**VOS TÂCHES:**
1. Pour chacune des affirmations suivantes, indiquez par oui ou par non si elle concorde avec le texte sur le spectacle de Lionel Lingelser, et citez les mots décisifs de ce texte. (a) Les faits survenus à Illfurth remontent au printemps 1864. (b) Lionel Lingelser est originaire du village d'Illfurth. (c) Sur le plateau, il a une épée de bois à la main.
2. Rédigez la suite du texte sur le spectacle de Lionel Lingelser, en partant de sa dernière phrase.

**TEXTE FOURNI:**
-----

Seul sur scène, dans une relation de grande proximité avec les spectateur·rice·s et sans autre artifice que son talent, Lionel Lingelser tombe le masque et tire le fil d'un récit où sa propre histoire s'entrecroise avec les légendes qui ont bercé son enfance. Il brûle littéralement les planches dans un puissant voyage initiatique.

 

 

À l’automne 1864, dans le village d’Illfurth au sud de l’Alsace, Joseph, sept ans, et Thiébaut, neuf ans, sont atteints d’un mal mystérieux et spectaculaire. Les autorités religieuses attestent une possession démoniaque et procèdent à leur exorcisme. Cent cinquante ans ans plus tard, Lionel Lingelser, natif de ce village, croise l’histoire du dernier cas avéré de possession et celle d’Hélios, avatar fantasmé de l’adolescent qu’il était.
Dans un seul en scène d’une bouleversante sincérité, il s’empare du plateau comme d’un royaume féerique, son épée de bois à la main, et convoque les fantômes et démons qui ont façonné l’artiste qu’il est devenu. Un solo incandescent !

-----

**DONNÉES FOURNIES:**

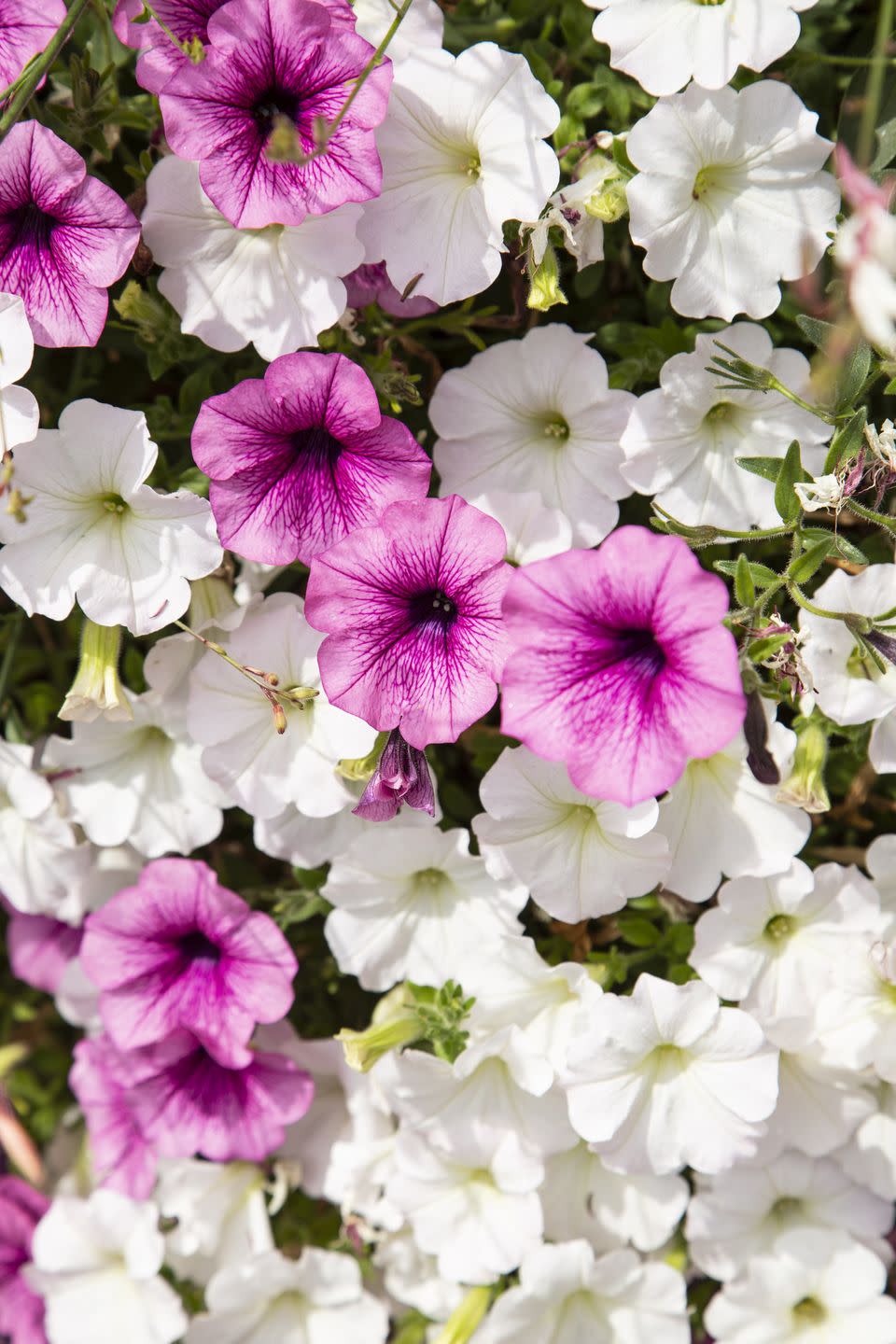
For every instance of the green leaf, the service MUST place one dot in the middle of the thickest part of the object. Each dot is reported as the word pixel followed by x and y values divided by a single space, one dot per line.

-----

**LES RÉSULTATS:**
1.
(a) Non : « À l’automne 1864 ».
(b) Oui : « Lionel Lingelser, natif de ce village ».
(c) Oui : « son épée de bois à la main ».

2.
Aller à l'essentiel avant votre venue au spectacle

Munstrum 


Est-ce du latin, est-ce de l’alsacien ? Compréhensible par tous, ce mot de « munstrum », tellement bien trouvé qu’on le dirait vrai, avec cet effet quasi réversible du graphisme, dit bien le projet rêvé par Lionel Lingelser et Louis Arene, les deux acteurs metteurs en scène qui ont fondé la compagnie en 2012 : créer un laboratoire où donner vie à leurs monstres, où rêver ces créatures extraordinaires qui peuplent leurs imaginaires comme les nôtres ; un univers baroque pour sonder l’étrangeté, le mystère du vivant, interroger nos fantasmes et susciter le trouble. Ces êtres chimériques, extra humains ou mutants, comme dans Zypher Z, ou trop humains, dans Les Possédés d’Illfurth. Les monstres sont au cœur de la démarche artistique de la compagnie qui développe un univers visuel puissant, à travers l’usage du masque et des prothèses, mais aussi par le langage du corps, de l’espace, de la musique et de toute la machinerie du théâtre. Autant d’éléments qui se déploient particulièrement dans Zypher Z

Un duo : Lionel Lingesler et Louis Arene 

Formés l’un et l’autre comme comédiens au Conservatoire national supérieur d’art dramatique de Paris, où ils sont entrés en 2006, Lionel Lingelser et Louis Arène ont connu des parcours artistiques différents avant de fonder ensemble le Munstrum en 2012, compagnie au sein de laquelle ils développent des projets communs.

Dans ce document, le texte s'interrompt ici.